Material

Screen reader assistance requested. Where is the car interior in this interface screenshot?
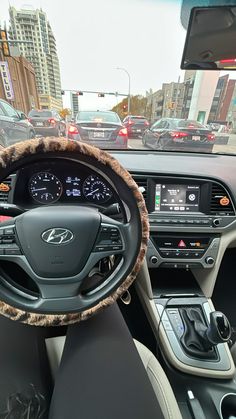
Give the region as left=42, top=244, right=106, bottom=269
left=0, top=1, right=236, bottom=419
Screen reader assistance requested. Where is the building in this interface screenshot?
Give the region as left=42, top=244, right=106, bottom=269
left=188, top=71, right=220, bottom=124
left=70, top=92, right=79, bottom=118
left=181, top=70, right=196, bottom=119
left=147, top=82, right=184, bottom=122
left=162, top=82, right=184, bottom=118
left=0, top=46, right=39, bottom=115
left=147, top=89, right=164, bottom=122
left=226, top=85, right=236, bottom=133
left=208, top=74, right=229, bottom=122
left=218, top=80, right=236, bottom=122
left=9, top=7, right=62, bottom=111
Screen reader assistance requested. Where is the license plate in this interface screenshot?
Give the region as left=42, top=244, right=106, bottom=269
left=93, top=132, right=104, bottom=138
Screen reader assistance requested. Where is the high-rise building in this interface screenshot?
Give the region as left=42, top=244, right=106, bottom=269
left=9, top=7, right=62, bottom=110
left=70, top=92, right=79, bottom=118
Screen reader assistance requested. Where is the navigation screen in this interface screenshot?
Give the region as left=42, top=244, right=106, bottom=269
left=155, top=184, right=200, bottom=212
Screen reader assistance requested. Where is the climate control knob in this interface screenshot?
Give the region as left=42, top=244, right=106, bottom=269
left=205, top=256, right=215, bottom=265
left=150, top=256, right=158, bottom=265
left=212, top=218, right=220, bottom=227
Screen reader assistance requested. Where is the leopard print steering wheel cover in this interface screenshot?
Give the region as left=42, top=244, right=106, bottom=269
left=0, top=137, right=149, bottom=326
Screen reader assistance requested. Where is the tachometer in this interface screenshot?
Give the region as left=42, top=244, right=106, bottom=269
left=29, top=172, right=62, bottom=204
left=83, top=175, right=112, bottom=203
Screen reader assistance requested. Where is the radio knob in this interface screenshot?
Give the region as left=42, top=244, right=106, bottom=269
left=149, top=256, right=158, bottom=265
left=212, top=218, right=220, bottom=227
left=205, top=256, right=215, bottom=265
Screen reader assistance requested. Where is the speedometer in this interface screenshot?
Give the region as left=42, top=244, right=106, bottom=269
left=83, top=175, right=112, bottom=203
left=29, top=172, right=62, bottom=204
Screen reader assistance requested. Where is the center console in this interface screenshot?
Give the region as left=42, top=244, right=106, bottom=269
left=134, top=176, right=236, bottom=419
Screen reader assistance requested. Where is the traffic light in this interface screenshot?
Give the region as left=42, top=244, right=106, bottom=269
left=0, top=29, right=10, bottom=57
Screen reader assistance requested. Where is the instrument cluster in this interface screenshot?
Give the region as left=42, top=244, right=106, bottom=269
left=14, top=161, right=116, bottom=206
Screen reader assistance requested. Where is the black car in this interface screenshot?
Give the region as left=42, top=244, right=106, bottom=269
left=68, top=111, right=128, bottom=148
left=142, top=118, right=215, bottom=151
left=28, top=109, right=66, bottom=137
left=123, top=115, right=149, bottom=138
left=0, top=99, right=35, bottom=147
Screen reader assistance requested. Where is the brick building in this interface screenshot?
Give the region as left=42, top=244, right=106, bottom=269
left=0, top=47, right=39, bottom=114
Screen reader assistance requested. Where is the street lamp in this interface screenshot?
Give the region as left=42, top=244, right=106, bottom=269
left=116, top=67, right=130, bottom=115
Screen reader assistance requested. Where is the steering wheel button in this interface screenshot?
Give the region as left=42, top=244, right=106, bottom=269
left=5, top=248, right=21, bottom=255
left=95, top=246, right=110, bottom=252
left=1, top=239, right=14, bottom=244
left=111, top=245, right=122, bottom=250
left=3, top=227, right=15, bottom=236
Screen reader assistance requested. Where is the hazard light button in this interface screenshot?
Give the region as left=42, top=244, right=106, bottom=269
left=178, top=240, right=187, bottom=248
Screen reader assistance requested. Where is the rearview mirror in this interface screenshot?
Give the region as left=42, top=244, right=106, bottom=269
left=181, top=6, right=236, bottom=70
left=17, top=111, right=27, bottom=121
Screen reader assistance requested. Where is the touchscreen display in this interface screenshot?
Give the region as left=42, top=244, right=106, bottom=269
left=155, top=184, right=200, bottom=212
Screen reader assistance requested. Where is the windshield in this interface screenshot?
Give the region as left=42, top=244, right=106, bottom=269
left=0, top=0, right=236, bottom=154
left=76, top=112, right=120, bottom=123
left=29, top=111, right=52, bottom=118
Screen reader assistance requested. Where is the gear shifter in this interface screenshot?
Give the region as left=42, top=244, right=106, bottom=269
left=206, top=311, right=231, bottom=346
left=179, top=307, right=231, bottom=359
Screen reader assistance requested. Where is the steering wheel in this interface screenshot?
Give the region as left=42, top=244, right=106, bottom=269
left=0, top=138, right=149, bottom=326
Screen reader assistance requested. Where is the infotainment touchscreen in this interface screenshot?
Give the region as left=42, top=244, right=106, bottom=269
left=155, top=184, right=200, bottom=212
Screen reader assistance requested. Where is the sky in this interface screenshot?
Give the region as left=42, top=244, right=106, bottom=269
left=0, top=0, right=186, bottom=110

Request
Reproduce, without any alteration, the portion of the listing above that begins with the line containing "Screen reader assistance requested. Where is the street" and ends with the line containing "left=179, top=307, right=231, bottom=359", including both of those lines.

Answer to this problem
Screen reader assistance requested. Where is the street lamp in this interface screenshot?
Give the region as left=42, top=244, right=106, bottom=269
left=116, top=67, right=130, bottom=115
Screen reader assistance requested. Where is the steering wheel button in this interface screenshot?
Give the region as left=42, top=244, right=106, bottom=269
left=5, top=248, right=21, bottom=255
left=95, top=246, right=110, bottom=252
left=1, top=239, right=14, bottom=244
left=111, top=245, right=122, bottom=250
left=3, top=227, right=15, bottom=236
Screen reader assistance requested. Where is the hazard light button in this interface screenshot?
Give the region as left=42, top=244, right=106, bottom=269
left=178, top=240, right=187, bottom=248
Screen reader assistance requested. Where is the rearview mirror in this interface screenshot?
Give the region as left=42, top=244, right=106, bottom=269
left=181, top=6, right=236, bottom=70
left=17, top=111, right=27, bottom=121
Screen reader assistance requested. Where is the touchscreen display in this interface screenshot?
Give the region as left=42, top=244, right=106, bottom=269
left=155, top=184, right=200, bottom=212
Screen reader assistance requested. Where is the windshield in this interface screenshot?
Give the region as left=42, top=244, right=106, bottom=269
left=0, top=0, right=236, bottom=154
left=76, top=112, right=120, bottom=123
left=29, top=111, right=52, bottom=118
Screen reader assistance requested. Where is the gear shifter in this interface screenshot?
Give the region as left=42, top=244, right=106, bottom=269
left=206, top=311, right=231, bottom=346
left=179, top=307, right=231, bottom=359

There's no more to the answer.